Put the stretch of items below, from the very first line through the line that contains "[(238, 115), (43, 113)]", into a Markdown table with the columns Row and Line. Number each row and skip any blank lines.

--- Start of Supplied material ---

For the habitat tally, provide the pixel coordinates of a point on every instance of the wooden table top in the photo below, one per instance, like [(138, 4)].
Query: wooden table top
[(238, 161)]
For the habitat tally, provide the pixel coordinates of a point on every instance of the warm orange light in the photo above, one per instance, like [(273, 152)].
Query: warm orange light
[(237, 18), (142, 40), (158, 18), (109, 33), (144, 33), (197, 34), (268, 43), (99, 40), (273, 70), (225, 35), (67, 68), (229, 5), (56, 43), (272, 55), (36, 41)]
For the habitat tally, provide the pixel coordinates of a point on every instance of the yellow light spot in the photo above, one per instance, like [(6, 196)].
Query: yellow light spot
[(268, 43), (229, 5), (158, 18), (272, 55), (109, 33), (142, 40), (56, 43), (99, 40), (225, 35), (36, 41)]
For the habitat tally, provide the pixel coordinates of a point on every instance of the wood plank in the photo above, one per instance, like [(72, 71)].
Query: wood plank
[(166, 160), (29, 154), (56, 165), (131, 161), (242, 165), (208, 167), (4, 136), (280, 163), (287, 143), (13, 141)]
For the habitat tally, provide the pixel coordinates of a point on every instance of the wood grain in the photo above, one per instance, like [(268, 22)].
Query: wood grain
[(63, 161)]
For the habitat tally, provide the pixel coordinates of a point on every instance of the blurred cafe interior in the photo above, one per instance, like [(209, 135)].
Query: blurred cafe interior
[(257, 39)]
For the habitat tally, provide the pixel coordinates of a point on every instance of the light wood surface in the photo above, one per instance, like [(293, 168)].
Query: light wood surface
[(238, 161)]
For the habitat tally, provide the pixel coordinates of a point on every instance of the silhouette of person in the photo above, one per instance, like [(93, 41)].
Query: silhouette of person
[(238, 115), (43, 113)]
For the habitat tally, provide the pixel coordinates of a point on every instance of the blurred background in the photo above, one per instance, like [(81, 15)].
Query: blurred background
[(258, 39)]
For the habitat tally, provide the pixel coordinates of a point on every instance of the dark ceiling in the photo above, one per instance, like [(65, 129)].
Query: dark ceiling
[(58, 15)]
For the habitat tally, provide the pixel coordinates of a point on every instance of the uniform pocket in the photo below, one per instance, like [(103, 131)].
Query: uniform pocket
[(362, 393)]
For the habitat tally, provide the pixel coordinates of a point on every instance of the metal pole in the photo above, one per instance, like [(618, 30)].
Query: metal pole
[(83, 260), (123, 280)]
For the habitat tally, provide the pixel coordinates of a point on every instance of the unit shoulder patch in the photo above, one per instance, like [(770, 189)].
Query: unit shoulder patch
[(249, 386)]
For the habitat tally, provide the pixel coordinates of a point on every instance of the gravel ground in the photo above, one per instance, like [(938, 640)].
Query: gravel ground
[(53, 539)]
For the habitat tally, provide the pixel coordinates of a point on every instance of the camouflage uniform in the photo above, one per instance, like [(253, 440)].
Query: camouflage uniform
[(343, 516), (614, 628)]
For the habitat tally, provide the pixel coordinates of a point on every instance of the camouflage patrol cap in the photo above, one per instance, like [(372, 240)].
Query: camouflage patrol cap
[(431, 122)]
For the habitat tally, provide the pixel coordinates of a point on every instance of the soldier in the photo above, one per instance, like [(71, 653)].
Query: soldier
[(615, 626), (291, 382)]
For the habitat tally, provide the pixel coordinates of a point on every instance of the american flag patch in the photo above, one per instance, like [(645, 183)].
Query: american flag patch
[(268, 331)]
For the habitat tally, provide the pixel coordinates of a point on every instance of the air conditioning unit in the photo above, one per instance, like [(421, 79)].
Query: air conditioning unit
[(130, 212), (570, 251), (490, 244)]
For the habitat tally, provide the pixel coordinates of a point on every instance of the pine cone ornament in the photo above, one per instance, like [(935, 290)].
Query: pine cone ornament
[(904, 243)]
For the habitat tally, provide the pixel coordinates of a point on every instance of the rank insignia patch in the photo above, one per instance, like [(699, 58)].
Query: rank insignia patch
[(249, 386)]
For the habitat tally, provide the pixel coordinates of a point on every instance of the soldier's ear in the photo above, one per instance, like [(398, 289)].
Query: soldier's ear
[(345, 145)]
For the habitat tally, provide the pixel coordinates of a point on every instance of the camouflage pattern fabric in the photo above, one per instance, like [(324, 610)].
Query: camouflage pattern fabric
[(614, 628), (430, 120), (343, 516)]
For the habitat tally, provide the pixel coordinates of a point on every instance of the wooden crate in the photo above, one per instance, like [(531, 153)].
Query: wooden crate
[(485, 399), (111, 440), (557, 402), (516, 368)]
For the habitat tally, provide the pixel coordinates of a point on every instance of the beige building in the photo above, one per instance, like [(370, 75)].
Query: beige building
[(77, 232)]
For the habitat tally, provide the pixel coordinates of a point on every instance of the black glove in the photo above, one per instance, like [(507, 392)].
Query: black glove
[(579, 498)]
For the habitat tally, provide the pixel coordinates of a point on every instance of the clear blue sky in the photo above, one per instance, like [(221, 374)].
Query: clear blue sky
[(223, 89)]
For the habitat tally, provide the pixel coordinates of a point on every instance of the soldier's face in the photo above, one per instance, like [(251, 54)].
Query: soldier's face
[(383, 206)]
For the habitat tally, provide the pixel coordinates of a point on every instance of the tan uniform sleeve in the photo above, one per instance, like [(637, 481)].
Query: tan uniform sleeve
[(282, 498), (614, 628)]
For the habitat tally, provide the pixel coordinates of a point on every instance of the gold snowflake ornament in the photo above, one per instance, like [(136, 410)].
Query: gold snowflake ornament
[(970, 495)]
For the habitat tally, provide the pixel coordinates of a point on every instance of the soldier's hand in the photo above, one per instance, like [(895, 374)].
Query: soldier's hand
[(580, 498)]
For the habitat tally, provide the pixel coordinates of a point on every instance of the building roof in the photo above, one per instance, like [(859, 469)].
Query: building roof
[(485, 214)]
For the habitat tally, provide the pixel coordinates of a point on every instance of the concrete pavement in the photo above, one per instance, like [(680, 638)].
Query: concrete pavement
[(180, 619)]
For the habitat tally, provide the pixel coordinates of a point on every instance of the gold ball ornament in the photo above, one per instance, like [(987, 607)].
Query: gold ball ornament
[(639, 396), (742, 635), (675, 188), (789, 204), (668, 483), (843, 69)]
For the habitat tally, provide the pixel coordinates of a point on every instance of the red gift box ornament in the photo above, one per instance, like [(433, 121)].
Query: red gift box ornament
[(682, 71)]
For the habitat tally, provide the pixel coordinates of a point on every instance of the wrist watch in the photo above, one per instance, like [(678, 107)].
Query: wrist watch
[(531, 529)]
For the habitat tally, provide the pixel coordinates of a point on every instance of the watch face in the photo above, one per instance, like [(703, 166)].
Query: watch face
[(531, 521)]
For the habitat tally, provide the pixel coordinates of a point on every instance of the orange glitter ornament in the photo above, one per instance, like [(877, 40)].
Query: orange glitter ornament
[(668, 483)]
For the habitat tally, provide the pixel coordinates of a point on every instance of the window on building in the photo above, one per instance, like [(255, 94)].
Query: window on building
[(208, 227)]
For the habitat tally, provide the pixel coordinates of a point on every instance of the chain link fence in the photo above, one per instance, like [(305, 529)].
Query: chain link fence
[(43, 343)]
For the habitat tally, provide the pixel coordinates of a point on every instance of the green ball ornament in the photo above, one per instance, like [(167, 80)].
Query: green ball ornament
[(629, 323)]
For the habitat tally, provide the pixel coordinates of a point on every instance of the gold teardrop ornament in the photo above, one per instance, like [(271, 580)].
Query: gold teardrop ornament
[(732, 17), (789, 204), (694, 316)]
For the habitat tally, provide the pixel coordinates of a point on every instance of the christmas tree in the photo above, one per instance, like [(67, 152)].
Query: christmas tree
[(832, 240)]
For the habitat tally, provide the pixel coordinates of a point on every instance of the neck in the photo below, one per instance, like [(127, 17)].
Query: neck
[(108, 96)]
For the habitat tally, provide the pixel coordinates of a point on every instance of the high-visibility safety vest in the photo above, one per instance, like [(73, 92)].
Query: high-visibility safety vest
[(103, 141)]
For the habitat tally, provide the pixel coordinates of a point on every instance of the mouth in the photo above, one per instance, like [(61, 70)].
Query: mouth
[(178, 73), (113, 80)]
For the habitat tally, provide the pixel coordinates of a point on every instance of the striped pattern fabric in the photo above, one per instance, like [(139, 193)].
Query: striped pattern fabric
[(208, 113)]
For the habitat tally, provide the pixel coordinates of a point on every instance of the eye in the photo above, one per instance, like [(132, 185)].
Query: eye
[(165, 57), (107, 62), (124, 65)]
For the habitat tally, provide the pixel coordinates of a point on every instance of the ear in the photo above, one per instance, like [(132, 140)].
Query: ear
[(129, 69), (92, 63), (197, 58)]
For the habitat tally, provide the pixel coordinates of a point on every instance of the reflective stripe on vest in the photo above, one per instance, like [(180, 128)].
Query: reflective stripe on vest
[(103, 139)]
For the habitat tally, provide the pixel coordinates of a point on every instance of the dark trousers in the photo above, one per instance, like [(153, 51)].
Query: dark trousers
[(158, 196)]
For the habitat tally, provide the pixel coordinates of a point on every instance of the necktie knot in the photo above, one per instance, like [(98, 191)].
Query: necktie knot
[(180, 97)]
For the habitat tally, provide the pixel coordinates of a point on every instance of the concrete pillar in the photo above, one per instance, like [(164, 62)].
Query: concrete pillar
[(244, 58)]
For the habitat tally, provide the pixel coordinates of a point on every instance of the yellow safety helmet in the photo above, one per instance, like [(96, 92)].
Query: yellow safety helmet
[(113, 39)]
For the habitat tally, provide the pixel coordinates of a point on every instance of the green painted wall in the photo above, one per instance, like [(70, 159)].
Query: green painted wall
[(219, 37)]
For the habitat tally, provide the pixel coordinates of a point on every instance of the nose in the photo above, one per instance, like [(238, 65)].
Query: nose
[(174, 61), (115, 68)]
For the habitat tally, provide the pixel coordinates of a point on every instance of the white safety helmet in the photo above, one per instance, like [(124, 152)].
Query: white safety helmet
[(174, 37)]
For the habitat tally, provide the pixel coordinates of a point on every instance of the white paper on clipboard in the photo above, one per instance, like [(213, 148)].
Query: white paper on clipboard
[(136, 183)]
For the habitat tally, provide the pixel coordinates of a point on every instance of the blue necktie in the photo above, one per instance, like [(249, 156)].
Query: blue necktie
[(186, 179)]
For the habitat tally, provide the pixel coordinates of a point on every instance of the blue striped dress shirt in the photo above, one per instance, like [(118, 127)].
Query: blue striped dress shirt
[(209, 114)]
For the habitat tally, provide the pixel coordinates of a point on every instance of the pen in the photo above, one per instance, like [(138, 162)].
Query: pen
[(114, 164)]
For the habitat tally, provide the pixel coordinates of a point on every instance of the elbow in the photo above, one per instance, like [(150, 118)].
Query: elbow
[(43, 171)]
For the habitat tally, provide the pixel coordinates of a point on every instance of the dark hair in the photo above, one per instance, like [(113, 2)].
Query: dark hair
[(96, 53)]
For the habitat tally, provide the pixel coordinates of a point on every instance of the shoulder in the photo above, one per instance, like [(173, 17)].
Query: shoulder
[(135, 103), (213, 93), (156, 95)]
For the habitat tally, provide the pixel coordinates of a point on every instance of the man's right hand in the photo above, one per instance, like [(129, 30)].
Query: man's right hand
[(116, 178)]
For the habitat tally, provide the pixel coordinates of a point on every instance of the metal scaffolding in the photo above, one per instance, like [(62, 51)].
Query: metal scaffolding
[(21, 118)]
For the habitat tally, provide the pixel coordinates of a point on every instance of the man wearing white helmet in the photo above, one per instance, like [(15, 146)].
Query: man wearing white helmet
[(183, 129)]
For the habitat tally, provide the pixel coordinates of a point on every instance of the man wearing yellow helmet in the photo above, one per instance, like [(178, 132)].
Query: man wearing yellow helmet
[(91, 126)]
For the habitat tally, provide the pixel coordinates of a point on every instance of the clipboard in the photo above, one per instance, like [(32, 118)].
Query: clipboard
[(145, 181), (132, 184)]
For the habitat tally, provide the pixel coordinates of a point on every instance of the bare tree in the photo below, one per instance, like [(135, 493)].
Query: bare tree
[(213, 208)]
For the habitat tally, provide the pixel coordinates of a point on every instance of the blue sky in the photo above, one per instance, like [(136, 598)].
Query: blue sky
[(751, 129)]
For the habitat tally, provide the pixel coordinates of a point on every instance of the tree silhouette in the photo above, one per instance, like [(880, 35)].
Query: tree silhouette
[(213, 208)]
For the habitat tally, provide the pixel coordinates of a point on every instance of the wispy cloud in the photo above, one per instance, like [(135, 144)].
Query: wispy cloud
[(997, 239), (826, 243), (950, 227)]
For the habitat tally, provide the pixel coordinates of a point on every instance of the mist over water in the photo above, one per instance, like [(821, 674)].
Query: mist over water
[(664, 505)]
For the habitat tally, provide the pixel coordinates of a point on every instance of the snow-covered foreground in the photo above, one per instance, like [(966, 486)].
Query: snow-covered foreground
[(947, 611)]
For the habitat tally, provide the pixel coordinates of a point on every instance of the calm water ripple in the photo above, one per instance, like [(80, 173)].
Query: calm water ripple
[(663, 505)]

--- End of Supplied material ---

* Result of this exercise
| Row | Line |
|---|---|
| 1 | For the habitat tally, provide the pixel coordinates of a point on every instance of the wooden table top in the photo below, one per instance, like [(138, 4)]. |
| 2 | Query: wooden table top |
| 3 | [(238, 161)] |
| 4 | For the habitat tally, provide the pixel coordinates of a point on every instance of the warm orange light in the photo above, one per instance, like [(273, 152)]. |
| 5 | Query: warm orange light |
| 6 | [(237, 18), (142, 40), (158, 18), (109, 33), (144, 33), (197, 34), (268, 43), (99, 40), (273, 70), (225, 35), (67, 68), (229, 5), (56, 43), (272, 55), (36, 41)] |
| 7 | For the habitat tally, provide the pixel coordinates of a point on every instance of the yellow light spot in the photo above, one per instance, like [(6, 196)]. |
| 8 | Query: yellow light spot |
| 9 | [(268, 43), (229, 5), (158, 18), (272, 55), (109, 33), (142, 40), (56, 43), (99, 40), (225, 35), (36, 41)] |
| 10 | For the habitat tally, provide the pixel coordinates of a point on every instance of the wood plank in the photo above, one per instance, like [(72, 71)]. |
| 11 | Query: wood plank |
| 12 | [(166, 160), (29, 154), (56, 165), (131, 161), (242, 165), (208, 167), (4, 136), (280, 163), (287, 143), (13, 141)] |
| 13 | For the habitat tally, provide the pixel coordinates of a point on every instance of the wood grain in the photo above, one per instance, like [(268, 22)]. |
| 14 | Query: wood grain |
| 15 | [(63, 161)] |
| 16 | For the habitat tally, provide the pixel coordinates of a point on every instance of the blurred cafe interior in the photo above, one per instance, like [(209, 135)]. |
| 17 | Query: blurred cafe interior |
| 18 | [(257, 39)] |
| 19 | For the habitat tally, provide the pixel coordinates of a point on every instance of the light wood surface in the photo above, one per instance, like [(293, 168)]. |
| 20 | Query: light wood surface |
| 21 | [(238, 161)] |
| 22 | For the habitat tally, provide the pixel coordinates of a point on every instance of the silhouette of person in the photo above, one per instance, like [(93, 41)]. |
| 23 | Query: silhouette of person |
| 24 | [(238, 115), (43, 113)] |